Source records

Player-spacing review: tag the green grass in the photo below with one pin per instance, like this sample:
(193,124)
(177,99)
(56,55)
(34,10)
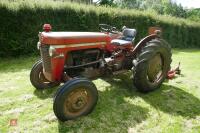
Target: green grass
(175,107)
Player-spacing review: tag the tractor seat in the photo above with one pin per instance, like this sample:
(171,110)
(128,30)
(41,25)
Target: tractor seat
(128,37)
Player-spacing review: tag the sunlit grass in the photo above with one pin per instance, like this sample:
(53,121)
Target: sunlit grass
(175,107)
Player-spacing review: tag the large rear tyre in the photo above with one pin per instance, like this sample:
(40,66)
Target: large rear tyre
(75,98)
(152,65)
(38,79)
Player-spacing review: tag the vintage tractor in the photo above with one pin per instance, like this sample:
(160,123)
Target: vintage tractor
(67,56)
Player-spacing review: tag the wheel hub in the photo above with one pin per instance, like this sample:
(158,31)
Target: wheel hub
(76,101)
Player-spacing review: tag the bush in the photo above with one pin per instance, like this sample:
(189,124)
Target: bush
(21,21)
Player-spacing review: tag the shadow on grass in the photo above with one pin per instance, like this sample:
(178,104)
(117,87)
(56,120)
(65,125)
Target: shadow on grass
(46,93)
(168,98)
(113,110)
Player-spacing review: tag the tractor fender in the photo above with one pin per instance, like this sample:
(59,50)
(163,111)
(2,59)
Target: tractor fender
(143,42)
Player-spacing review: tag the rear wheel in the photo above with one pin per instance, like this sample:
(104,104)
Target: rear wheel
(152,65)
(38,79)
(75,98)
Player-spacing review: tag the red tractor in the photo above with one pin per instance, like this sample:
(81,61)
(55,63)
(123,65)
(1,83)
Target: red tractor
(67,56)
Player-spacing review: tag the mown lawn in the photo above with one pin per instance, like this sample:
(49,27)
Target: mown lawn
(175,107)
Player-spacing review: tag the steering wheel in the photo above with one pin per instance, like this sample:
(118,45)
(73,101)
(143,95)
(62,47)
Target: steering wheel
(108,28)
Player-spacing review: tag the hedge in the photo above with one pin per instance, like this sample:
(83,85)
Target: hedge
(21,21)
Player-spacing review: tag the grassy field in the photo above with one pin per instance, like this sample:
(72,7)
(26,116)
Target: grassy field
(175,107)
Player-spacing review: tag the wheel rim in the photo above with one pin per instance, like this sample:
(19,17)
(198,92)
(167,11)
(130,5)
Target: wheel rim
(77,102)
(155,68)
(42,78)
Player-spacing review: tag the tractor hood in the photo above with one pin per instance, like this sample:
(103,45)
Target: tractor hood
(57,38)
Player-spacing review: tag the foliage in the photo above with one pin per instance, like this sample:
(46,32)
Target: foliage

__Work instructions__. Copy out the records above in full, exactly as written, but not the pictures.

__Exercise response__.
Player-spacing review: tag the green grass in the photo below with one pin per instance, like this sample:
(193,124)
(177,99)
(56,55)
(34,10)
Target: green grass
(175,107)
Player-spacing review: tag the tractor seat in the photo above with one pin per instance, like this sample:
(171,110)
(128,30)
(41,25)
Target: tractor seat
(128,37)
Player-spacing review: tag the sunlit grass in the photo above with one pin per instance, like this sample:
(53,121)
Target: sunlit grass
(175,107)
Player-spacing review: tag the large rear tyre in the photo above with one pin per instance, like this sample:
(40,66)
Target: large rear tyre
(75,98)
(152,65)
(38,79)
Player-spacing review: tag the vintage tractor in the photo above with one pin per instance, like this sample:
(160,123)
Target: vintage tractor
(67,56)
Player-spacing review: tag the wheel hub in the photo above with one pin per instance, like this sample:
(158,31)
Target: wheel hub
(76,101)
Player-spacing review: tag the bush in the photo above with one pin per instance, like this sample:
(189,124)
Target: bush
(21,21)
Player-spacing review: tag the shadow on grass in the photo above with one pin per instance, like this sample:
(178,104)
(117,87)
(56,120)
(65,125)
Target: shadow on grass
(46,93)
(168,98)
(113,110)
Player-spacing review: tag the tractor fender in the photo above with one pin per instance, like this sample:
(59,50)
(163,111)
(2,59)
Target: tractor fender
(143,42)
Player-spacing review: tag the rear wheel in the photo above with one pin per instance, like this sample:
(104,104)
Target: rear wheel
(152,65)
(38,79)
(75,98)
Player-spacing review: tag the red tractor in the photo above with one pin per instance, like this sample:
(81,61)
(55,63)
(123,65)
(1,83)
Target: red tractor
(67,56)
Player-spacing review: tag the mown lawn in the photo above with one pin per instance, like this sample:
(49,27)
Target: mown lawn
(175,107)
Player-spacing review: tag the steering wheel in the photo above with one pin per instance, like this sample:
(118,45)
(73,101)
(143,95)
(62,47)
Target: steering wheel
(108,28)
Player-spacing review: tag the hedge in the photo above with one pin per instance, like this sample:
(83,85)
Target: hedge
(21,21)
Player-spacing review: tag the grassy field in the photo above with one pin per instance, like this sample:
(72,7)
(26,116)
Target: grassy field
(175,107)
Player-spacing review: tag the wheel rim in the photo above with one pin per instance, like this sample:
(19,17)
(198,92)
(167,11)
(130,5)
Target: wheel rim
(77,102)
(155,68)
(42,78)
Player-spacing review: tag the tractor hood in the photo above with one pin per instance, like this sample:
(103,45)
Target: tractor hood
(57,38)
Player-spacing review: tag the foliage in the photo above with one pin per instance, like this sample:
(46,32)
Target: foliage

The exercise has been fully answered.